Collected data entries:
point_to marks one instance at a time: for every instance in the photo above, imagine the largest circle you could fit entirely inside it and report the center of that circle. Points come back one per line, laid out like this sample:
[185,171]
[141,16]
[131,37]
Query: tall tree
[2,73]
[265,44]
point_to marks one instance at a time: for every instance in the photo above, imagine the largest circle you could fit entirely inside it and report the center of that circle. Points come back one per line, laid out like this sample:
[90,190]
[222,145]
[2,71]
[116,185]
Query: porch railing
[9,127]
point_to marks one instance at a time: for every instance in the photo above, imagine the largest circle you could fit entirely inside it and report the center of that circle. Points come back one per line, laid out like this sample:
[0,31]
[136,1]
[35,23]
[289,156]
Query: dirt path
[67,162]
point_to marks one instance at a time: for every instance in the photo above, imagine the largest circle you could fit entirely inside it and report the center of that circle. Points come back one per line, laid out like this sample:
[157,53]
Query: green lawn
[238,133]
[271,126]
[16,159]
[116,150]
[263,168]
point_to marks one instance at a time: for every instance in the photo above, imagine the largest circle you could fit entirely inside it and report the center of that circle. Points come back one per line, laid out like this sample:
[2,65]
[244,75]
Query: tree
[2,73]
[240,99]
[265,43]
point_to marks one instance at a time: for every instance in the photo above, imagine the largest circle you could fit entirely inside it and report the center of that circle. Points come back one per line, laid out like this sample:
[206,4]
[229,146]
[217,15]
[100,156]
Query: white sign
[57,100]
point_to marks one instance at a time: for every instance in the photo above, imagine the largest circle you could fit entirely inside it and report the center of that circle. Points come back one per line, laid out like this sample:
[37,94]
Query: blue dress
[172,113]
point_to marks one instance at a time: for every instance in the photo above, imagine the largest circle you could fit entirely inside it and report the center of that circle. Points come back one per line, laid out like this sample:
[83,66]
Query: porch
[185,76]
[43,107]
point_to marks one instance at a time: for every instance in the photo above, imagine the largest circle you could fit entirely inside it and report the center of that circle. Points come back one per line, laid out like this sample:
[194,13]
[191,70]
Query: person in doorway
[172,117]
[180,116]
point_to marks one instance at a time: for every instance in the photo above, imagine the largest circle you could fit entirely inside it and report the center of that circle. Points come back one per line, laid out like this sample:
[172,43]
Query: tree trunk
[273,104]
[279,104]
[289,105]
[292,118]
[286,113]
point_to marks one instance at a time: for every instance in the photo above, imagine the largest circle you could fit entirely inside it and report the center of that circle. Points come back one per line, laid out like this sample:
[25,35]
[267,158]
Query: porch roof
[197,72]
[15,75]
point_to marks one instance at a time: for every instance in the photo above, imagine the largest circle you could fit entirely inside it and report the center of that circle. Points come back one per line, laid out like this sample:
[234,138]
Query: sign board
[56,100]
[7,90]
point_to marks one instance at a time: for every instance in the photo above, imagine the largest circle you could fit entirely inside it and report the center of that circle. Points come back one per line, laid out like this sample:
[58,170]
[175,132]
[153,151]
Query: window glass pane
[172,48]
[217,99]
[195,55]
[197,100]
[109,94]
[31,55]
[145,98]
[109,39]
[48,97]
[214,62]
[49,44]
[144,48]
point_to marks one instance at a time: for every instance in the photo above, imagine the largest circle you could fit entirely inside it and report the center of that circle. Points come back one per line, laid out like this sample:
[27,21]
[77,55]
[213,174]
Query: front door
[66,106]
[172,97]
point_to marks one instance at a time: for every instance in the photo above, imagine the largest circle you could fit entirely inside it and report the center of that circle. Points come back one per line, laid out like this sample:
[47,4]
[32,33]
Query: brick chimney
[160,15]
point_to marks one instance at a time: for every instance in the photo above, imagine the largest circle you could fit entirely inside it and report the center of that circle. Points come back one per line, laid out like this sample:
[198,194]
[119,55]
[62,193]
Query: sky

Task requirements: Your task is to reproduce all of the records exactly.

Result of the task:
point_to marks one instance at a time: for every instance in the photo above, imagine the largest circle you could fit entirely inside it and report the center of that circle. Points come back one per line, laid out like this sample:
[185,171]
[141,16]
[131,37]
Query: tall tree
[2,73]
[265,44]
point_to marks one instance at a time: for every instance in the photo above, imagine the largest circle you could fit entirely inside it and report the center of that circle. Points come back one per line, laid out like this sample:
[90,190]
[222,145]
[2,71]
[116,185]
Query: porch railing
[9,127]
point_to marks one instance at a time: for every instance in the photo above, imagine the largest circle you could fit entirely inside it and report the center of that circle. Points come back one per line, laid out like this sample:
[0,31]
[136,1]
[35,23]
[289,156]
Query: dirt path
[67,162]
point_to marks one instance at a time: for every instance in the photo above, imagine the largest circle you could fit entirely inside it and report the center of that circle. Points come back one per line, laid out like this sample:
[157,53]
Query: green lawn
[238,133]
[271,126]
[16,159]
[116,150]
[263,168]
point_to marks one instance at a time: for every instance in the photo above, imagine the largest circle you could fit entirely inside it and report the center of that circle. Points come back one per line, laid out like this sample:
[2,65]
[244,75]
Query: tree
[2,73]
[240,99]
[265,43]
point_to marks one instance at a time: for every instance in the photo above, imagine the largest circle you could fit entirely inside it and report the center of that circle. Points come back one per line, laid out like this sample:
[206,4]
[229,146]
[217,15]
[100,156]
Query: white sign
[57,100]
point_to marks one instance at a time: for every instance in the photo above, imagine the largest circle you could fit entirely inside it and report the center of that circle. Points come back one per line, laid out like this sample:
[37,94]
Query: blue dress
[172,113]
point_to marks one instance at a time: for every instance in the photo above, imagine the largest circle you could fit entirely inside it and report the center of that circle. Points come back one per line, laid out like this sample:
[83,66]
Query: porch
[185,76]
[43,107]
point_to marks one instance at a time: for every instance in the photo above, imagine the largest circle you could fit entirely inside it and report the center of that circle. Points come back one per line, laid out like this sample:
[194,13]
[191,70]
Query: person in doorway
[172,117]
[180,116]
point_to marks one instance at a time: for every instance in the photo above, imagine the largest circle you could fit entirely inside it and report the center of that circle. Points come back one per line, laid out like this sample:
[172,43]
Query: tree trunk
[273,104]
[279,104]
[289,105]
[292,118]
[286,113]
point_to marks one instance at a time: for every instance in the photo above, imagine the largest circle you could fit entirely inside it and report the center of that circle. Points come back one per line, laid out like this sample:
[25,35]
[267,158]
Query: porch roof
[197,72]
[15,75]
point_to marks one instance at a time: for every instance in the photo above, imagine the largest circle you could fit entirely inside it and report the center of that circle. Points come back one per line, laid out like this sample:
[234,138]
Query: sign board
[56,100]
[7,90]
point_to marks one instance at a time: for every instance in the photo above, imagine the largest circle you could fit entirely inside it and report the center of that circle. Points come back one per line, laid out like this sample:
[58,170]
[175,132]
[153,151]
Query: window glass pane
[172,48]
[217,99]
[195,55]
[197,100]
[109,94]
[31,55]
[145,98]
[109,39]
[48,97]
[214,62]
[49,44]
[144,48]
point_to marks one instance at a time: for every instance in the photo above, imagine the largest circle you could fit entirely inside it and report the center of that circle. Points come back one per line, laid out like this sample:
[27,21]
[77,55]
[213,174]
Query: front door
[66,106]
[172,97]
point_to marks one instance at a time: for every instance in the photo above, imagine the largest circle you could fit entirely inside it and report the center of that circle. Points come back one per line, laid out like this sample:
[47,4]
[32,33]
Query: brick chimney
[160,15]
point_to marks one instance at a time: for every instance in the photo above, imagine the largest circle you could fit entirely inside it and report the center of that circle. Points come back one per line, laid out like this sample:
[198,194]
[119,55]
[62,193]
Query: sky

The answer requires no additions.